## Given request
Can you reproduce, unchanged, the lines in the rows below between the line holding "Find the vertical" and the line holding "Return every instance of the vertical", inclusive?

## Input material
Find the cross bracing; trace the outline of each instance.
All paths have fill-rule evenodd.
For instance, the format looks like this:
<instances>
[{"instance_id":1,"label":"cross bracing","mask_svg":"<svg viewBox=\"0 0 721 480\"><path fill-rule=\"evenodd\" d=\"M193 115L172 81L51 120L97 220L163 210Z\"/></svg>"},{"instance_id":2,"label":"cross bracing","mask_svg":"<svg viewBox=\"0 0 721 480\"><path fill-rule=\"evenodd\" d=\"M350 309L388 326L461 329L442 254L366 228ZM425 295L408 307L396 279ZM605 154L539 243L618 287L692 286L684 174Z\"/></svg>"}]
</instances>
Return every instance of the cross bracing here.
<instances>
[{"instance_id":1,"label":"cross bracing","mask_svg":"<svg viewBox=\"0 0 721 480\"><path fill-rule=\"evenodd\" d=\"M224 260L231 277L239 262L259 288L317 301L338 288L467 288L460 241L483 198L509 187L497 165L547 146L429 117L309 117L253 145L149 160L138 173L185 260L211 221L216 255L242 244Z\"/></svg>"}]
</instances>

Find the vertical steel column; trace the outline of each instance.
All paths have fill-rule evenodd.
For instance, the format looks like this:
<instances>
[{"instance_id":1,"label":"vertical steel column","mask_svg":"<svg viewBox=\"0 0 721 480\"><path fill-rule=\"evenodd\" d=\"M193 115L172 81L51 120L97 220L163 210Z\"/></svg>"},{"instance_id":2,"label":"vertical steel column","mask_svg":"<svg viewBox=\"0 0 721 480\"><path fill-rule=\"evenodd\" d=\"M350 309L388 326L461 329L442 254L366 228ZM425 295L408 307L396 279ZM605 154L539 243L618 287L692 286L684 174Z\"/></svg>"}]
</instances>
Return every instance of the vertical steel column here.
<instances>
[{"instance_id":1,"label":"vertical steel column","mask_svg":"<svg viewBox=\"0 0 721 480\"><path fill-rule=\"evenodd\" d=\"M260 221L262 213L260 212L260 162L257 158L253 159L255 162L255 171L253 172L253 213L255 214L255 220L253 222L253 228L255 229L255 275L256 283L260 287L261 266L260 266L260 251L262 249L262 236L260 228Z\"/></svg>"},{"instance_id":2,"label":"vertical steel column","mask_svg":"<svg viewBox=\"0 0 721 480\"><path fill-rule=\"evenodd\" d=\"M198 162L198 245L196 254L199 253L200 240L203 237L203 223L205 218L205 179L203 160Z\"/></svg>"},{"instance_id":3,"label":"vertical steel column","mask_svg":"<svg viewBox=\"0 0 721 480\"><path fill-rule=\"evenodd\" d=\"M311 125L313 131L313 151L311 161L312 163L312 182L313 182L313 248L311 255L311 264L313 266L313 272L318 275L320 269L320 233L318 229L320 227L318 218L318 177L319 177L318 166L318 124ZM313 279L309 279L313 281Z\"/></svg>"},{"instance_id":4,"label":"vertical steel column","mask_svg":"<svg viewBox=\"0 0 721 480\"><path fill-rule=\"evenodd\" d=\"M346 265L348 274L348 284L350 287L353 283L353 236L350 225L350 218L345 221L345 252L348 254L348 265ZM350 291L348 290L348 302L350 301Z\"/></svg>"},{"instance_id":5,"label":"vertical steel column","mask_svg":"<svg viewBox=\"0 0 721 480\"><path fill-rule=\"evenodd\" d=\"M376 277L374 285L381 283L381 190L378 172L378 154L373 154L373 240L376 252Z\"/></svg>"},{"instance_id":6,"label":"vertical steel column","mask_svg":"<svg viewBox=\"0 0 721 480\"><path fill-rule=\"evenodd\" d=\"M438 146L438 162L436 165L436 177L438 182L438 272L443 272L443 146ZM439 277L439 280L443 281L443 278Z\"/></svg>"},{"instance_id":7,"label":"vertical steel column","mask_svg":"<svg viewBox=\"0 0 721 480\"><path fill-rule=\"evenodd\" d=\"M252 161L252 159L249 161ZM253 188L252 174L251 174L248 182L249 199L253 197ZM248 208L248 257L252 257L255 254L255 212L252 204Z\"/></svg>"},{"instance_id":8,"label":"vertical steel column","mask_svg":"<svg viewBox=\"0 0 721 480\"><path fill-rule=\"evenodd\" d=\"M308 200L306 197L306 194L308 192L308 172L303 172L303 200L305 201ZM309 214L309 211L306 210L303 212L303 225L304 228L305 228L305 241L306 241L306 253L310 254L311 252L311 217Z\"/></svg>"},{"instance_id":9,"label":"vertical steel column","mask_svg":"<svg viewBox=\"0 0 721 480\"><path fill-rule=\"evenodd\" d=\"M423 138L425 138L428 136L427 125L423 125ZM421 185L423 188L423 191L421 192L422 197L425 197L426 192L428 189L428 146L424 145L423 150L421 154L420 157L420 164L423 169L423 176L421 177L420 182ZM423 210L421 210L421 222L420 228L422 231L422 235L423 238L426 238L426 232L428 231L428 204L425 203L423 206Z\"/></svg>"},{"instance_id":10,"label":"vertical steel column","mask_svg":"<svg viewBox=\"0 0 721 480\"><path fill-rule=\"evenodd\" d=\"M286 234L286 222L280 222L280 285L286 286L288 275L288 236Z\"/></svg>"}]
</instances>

## Exercise response
Find the vertical steel column; trace the outline of each instance.
All paths have fill-rule evenodd.
For instance, the format looks like this:
<instances>
[{"instance_id":1,"label":"vertical steel column","mask_svg":"<svg viewBox=\"0 0 721 480\"><path fill-rule=\"evenodd\" d=\"M193 115L172 81L51 120L97 220L163 210Z\"/></svg>"},{"instance_id":2,"label":"vertical steel column","mask_svg":"<svg viewBox=\"0 0 721 480\"><path fill-rule=\"evenodd\" d=\"M350 309L388 326L461 329L442 254L366 228ZM425 295L408 307L396 279ZM605 154L539 243L618 287L692 286L684 174Z\"/></svg>"}]
</instances>
Return every instance of the vertical steel column here.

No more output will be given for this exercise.